_Zu erledigende Aufgaben_.
**1)** Zu welchen Uhrzeiten wird laut dem Beschluss des Bundesgerichtshofs die Tür zur Wohngruppe verschlossen?
**2)** Führe den Beschluss des Bundesgerichtshofs zur Unterbringung nach seinem letzten Satz weiter.

_Seitentext_.
++++
Der XII. Zivilsenat des Bundesgerichtshofs hat am 7. Januar 2015
beschlossen:
Auf die Rechtsbeschwerde des weiteren Beteiligten zu 2 wird der
Beschluss der 3. Zivilkammer des Landgerichts Chemnitz vom
15. Juli 2014 aufgehoben.
Die Sache wird zur erneuten Behandlung und Entscheidung, auch
über die Kosten des Rechtsbeschwerdeverfahrens, an das Landgericht
zurückverwiesen.
Das Verfahren der Rechtsbeschwerde ist gerichtsgebührenfrei.

Gründe:

I.
Die im Jahre 1960 geborene Betroffene leidet an einer hochgradigen Intelligenzminderung
mit Verhaltensstörung. Sie steht seit 1993 unter einer umfassenden
Betreuung. Von 1995 bis Ende Oktober 2012 war die Unterbringung
der Betroffenen in einer geschlossenen Einrichtung durch das Betreuungsgericht
genehmigt.
Im Februar 2012 zog die Betroffene in ein neu geschaffenes Behindertenzentrum,
in dem es offene und geschlossene Wohngruppen gibt. Jedenfalls
seit Ende 2012 lebt die Betroffene dort in einer offenen Wohngruppe. Von
20.00 Uhr bis 6.00 Uhr wird die Tür zur Wohngruppe allerdings verschlossen,
weil die Bewohner sich bei versehentlichem Verlassen verirren und selbst
gefährden könnten. Auch in diesem Zeitraum können die Bewohner sich an eine
Aufsichtsperson wenden, die ihnen die Tür öffnet. Befindet sich die Aufsichtsperson,
die noch für eine weitere Wohngruppe zuständig ist, nicht auf der
Station, haben die Bewohner die Möglichkeit, einen Notrufknopf zu bedienen.
Innerhalb einer Zeitspanne von maximal 30 Minuten wird ihnen die Tür des
Wohngruppenbereichs geöffnet.
Der Betreuer der Betroffenen hat beantragt, die Unterbringung der Betroffenen
über Oktober 2012 hinaus zu genehmigen. Das Amtsgericht hat dies
abgelehnt, weil für eine solche Entscheidung kein Bedarf bestehe. Insbesondere
stelle das nächtliche Abschließen der Tür weder eine Unterbringung noch
eine unterbringungsähnliche Maßnahme dar. Die vom Verfahrenspfleger der
Betroffenen eingelegte Beschwerde hat das Landgericht zurückgewiesen.
++++
(Aus einer Sammlung extrahierte Daten)
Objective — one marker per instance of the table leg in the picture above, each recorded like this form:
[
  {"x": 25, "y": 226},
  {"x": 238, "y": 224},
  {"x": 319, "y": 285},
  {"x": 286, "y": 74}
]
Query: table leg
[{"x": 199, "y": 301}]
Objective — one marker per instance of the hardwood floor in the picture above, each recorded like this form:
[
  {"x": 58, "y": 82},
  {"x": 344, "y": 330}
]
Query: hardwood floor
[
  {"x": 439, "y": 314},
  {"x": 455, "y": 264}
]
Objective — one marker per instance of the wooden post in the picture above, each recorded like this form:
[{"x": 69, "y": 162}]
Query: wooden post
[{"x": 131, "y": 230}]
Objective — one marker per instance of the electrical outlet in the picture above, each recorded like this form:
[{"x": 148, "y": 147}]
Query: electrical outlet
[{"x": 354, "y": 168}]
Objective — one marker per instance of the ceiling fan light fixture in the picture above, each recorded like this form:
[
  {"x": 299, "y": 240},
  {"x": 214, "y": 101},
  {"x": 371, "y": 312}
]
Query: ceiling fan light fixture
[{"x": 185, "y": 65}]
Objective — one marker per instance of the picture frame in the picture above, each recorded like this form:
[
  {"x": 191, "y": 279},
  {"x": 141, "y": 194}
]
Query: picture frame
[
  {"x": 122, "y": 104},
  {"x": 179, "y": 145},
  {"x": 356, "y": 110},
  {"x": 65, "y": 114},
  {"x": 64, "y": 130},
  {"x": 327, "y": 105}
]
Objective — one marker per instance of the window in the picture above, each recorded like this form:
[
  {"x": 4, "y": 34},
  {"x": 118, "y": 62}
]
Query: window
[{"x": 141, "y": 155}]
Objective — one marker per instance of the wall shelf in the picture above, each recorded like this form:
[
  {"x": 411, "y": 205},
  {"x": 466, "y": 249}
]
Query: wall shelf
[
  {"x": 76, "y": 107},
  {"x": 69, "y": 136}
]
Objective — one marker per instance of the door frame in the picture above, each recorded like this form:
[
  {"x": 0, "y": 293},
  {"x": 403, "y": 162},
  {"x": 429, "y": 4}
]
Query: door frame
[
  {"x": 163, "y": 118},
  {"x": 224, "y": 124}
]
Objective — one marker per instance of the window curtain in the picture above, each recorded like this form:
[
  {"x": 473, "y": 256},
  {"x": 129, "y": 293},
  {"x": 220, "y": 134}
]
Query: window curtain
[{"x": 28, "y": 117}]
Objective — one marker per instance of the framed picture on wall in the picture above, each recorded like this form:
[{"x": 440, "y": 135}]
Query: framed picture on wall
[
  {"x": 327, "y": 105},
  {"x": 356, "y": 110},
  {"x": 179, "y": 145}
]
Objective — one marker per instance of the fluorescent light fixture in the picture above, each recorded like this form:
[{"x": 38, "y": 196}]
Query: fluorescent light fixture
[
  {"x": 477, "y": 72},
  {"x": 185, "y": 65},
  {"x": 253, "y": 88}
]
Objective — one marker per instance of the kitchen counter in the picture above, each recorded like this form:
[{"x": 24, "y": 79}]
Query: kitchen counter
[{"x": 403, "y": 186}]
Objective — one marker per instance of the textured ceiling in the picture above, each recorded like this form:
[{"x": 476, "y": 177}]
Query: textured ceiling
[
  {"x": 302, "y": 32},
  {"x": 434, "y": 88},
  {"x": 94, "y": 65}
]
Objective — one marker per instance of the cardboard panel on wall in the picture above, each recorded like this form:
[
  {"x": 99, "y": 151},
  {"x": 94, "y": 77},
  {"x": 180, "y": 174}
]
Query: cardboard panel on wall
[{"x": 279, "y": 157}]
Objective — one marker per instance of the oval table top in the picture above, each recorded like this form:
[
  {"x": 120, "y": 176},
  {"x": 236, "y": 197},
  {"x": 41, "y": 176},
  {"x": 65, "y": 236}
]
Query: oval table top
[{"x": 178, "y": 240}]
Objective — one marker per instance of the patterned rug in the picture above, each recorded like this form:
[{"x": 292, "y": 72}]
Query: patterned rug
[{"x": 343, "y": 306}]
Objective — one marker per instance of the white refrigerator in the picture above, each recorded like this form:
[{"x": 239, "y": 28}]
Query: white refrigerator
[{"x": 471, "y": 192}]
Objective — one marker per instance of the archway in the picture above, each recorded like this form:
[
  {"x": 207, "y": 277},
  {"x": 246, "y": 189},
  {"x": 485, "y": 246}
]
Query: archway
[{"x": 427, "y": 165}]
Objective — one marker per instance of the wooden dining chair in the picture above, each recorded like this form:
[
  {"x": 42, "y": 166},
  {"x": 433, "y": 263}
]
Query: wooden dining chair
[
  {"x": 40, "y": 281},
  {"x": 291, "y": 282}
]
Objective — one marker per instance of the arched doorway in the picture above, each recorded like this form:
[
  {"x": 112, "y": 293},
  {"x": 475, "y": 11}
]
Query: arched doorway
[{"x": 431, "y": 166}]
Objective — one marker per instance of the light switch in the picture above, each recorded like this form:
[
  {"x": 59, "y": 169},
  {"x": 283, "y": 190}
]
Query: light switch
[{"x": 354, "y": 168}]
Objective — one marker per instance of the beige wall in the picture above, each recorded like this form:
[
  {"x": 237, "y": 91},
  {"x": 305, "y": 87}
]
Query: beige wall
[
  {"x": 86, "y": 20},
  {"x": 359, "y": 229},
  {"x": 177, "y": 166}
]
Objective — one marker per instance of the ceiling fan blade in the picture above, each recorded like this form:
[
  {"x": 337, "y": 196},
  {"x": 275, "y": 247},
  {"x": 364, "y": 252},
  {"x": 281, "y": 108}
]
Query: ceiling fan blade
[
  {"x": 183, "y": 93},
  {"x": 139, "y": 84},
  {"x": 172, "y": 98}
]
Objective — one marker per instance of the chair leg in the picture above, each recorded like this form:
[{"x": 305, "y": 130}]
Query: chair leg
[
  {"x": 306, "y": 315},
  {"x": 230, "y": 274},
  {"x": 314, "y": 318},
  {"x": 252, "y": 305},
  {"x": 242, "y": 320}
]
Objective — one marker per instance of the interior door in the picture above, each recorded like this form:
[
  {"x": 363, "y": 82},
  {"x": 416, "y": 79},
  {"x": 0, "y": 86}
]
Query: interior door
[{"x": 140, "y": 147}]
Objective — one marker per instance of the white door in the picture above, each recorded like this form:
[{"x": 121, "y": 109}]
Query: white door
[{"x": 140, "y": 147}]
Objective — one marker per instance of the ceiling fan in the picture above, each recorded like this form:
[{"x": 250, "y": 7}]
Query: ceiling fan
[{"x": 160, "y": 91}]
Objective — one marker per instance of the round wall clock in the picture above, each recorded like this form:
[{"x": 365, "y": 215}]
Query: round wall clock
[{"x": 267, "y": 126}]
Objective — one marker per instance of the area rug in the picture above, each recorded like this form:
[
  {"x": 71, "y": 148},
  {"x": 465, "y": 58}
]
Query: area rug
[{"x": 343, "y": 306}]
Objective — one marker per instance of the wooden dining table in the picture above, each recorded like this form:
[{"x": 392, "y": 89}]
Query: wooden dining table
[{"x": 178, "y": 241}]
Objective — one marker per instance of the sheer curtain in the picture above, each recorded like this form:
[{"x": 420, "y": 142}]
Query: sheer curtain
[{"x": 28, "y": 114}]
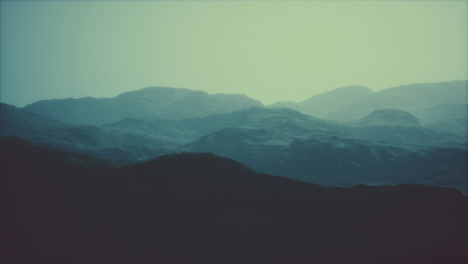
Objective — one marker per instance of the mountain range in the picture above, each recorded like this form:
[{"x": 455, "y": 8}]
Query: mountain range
[
  {"x": 63, "y": 207},
  {"x": 388, "y": 146}
]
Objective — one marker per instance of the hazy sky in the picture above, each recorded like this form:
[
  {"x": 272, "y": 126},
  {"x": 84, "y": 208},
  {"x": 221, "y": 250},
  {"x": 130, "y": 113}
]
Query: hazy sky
[{"x": 269, "y": 50}]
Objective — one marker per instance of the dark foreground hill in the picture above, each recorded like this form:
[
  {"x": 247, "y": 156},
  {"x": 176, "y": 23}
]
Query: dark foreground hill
[{"x": 60, "y": 207}]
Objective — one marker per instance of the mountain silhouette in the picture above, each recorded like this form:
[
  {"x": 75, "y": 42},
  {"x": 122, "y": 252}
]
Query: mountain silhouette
[
  {"x": 325, "y": 103},
  {"x": 413, "y": 98},
  {"x": 62, "y": 207},
  {"x": 159, "y": 102},
  {"x": 389, "y": 117}
]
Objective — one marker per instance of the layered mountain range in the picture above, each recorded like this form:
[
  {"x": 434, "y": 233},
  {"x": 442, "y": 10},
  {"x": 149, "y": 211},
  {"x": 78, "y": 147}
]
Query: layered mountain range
[
  {"x": 62, "y": 207},
  {"x": 408, "y": 134}
]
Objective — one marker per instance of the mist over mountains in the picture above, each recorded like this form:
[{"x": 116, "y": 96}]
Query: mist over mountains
[
  {"x": 180, "y": 176},
  {"x": 63, "y": 207}
]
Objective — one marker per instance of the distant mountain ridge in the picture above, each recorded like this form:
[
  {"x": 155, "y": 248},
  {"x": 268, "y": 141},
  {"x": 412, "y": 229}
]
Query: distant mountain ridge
[
  {"x": 151, "y": 102},
  {"x": 430, "y": 102},
  {"x": 63, "y": 208}
]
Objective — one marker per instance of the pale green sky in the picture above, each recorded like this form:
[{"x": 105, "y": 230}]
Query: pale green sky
[{"x": 268, "y": 50}]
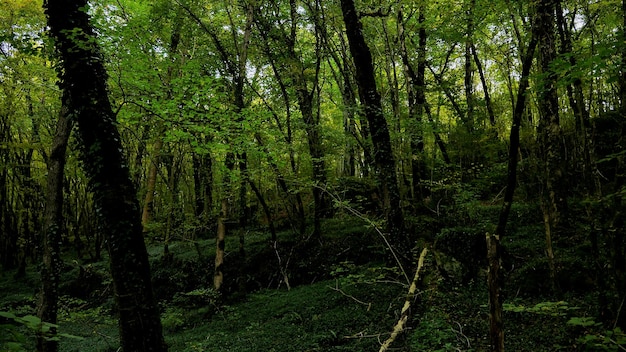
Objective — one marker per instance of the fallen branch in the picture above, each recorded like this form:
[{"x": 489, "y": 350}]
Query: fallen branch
[
  {"x": 404, "y": 315},
  {"x": 336, "y": 288}
]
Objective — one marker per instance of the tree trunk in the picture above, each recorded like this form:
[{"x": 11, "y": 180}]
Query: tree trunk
[
  {"x": 383, "y": 155},
  {"x": 469, "y": 72},
  {"x": 53, "y": 226},
  {"x": 483, "y": 81},
  {"x": 494, "y": 250},
  {"x": 84, "y": 79},
  {"x": 554, "y": 197}
]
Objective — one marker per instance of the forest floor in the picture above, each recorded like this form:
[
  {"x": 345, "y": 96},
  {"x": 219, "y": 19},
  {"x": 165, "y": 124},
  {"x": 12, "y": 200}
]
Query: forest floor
[{"x": 342, "y": 296}]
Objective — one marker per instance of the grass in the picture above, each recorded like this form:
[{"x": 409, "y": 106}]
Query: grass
[{"x": 343, "y": 297}]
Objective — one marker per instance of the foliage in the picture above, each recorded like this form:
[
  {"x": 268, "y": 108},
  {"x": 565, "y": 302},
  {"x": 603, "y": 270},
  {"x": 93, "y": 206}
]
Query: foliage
[
  {"x": 14, "y": 340},
  {"x": 596, "y": 339}
]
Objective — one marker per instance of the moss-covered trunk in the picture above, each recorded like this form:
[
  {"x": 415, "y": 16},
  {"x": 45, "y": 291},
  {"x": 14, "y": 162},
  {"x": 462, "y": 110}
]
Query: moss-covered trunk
[{"x": 84, "y": 79}]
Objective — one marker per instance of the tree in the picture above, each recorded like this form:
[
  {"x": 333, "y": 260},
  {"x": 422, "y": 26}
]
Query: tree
[
  {"x": 549, "y": 129},
  {"x": 83, "y": 79},
  {"x": 383, "y": 156},
  {"x": 53, "y": 226}
]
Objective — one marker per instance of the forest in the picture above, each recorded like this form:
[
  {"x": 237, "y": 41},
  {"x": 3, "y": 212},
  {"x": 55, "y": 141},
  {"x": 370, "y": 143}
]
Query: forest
[{"x": 304, "y": 175}]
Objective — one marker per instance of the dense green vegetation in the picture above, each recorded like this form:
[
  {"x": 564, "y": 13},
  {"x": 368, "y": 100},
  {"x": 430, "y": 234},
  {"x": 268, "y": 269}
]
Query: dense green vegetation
[{"x": 281, "y": 166}]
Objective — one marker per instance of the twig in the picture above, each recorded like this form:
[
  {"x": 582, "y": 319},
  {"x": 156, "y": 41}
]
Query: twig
[
  {"x": 460, "y": 332},
  {"x": 371, "y": 223},
  {"x": 336, "y": 288},
  {"x": 404, "y": 315}
]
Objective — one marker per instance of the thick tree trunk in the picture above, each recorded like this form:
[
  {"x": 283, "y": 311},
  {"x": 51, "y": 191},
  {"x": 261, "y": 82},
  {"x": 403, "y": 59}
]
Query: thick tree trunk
[
  {"x": 554, "y": 198},
  {"x": 83, "y": 78},
  {"x": 383, "y": 155},
  {"x": 53, "y": 226}
]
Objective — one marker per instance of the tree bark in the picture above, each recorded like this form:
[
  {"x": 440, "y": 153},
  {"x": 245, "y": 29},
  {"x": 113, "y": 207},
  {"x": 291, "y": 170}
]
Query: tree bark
[
  {"x": 53, "y": 226},
  {"x": 84, "y": 79},
  {"x": 554, "y": 197},
  {"x": 494, "y": 250},
  {"x": 381, "y": 140}
]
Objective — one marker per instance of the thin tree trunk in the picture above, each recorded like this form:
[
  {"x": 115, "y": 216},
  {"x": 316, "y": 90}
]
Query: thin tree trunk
[
  {"x": 153, "y": 170},
  {"x": 483, "y": 81},
  {"x": 494, "y": 251},
  {"x": 83, "y": 78},
  {"x": 53, "y": 226},
  {"x": 469, "y": 72}
]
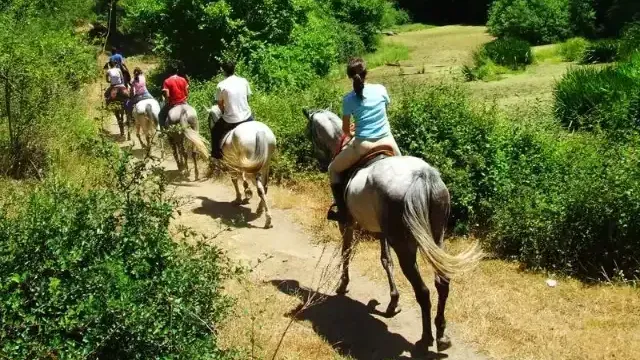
++++
_Antworten je Aufgabe_.
**1)** Von 20.00 Uhr bis 6.00 Uhr.

**2)**
Mit seiner zugelassenen Rechtsbeschwerde macht der Verfahrenspfleger
weiter geltend, es liege eine freiheitsentziehende und daher genehmigungsbedürftige
Maßnahme vor.

II.
Die Rechtsbeschwerde ist aufgrund der Zulassung durch das Beschwerdegericht
gemäß § 70 Abs. 1 FamFG statthaft (vgl. Senatsbeschluss vom
7. Mai 2014 - XII ZB 540/13 - FamRZ 2014, 1285 Rn. 8) und auch im Übrigen
zulässig. Insbesondere ergibt sich die Beschwerdebefugnis des Verfahrenspflegers
aus § 335 Abs. 2 FamFG.
Die Rechtsbeschwerde hat auch in der Sache Erfolg. Sie führt zur Aufhebung
der angegriffenen Entscheidung und zur Zurückverweisung der Sache
an das Beschwerdegericht.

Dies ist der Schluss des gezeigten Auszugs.